» YOUR INSTRUCTIONS:
Rewrite the stretch from the line containing "yellow line --mode=segment" through the end of the items, swapping "solid" for "dashed" and leaving everything else unchanged.
....
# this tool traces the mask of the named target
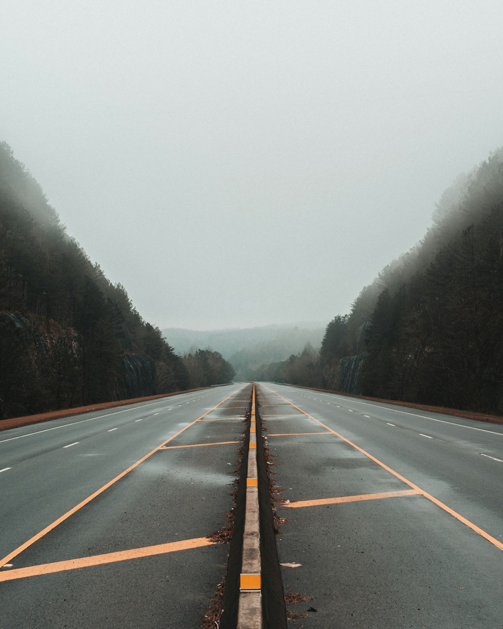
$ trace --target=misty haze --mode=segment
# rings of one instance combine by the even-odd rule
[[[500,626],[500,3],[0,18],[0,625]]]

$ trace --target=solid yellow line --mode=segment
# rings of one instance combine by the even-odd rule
....
» TASK RESULT:
$ trace --target=dashed yellow line --mode=segment
# rings of one instance combine by the even-odd rule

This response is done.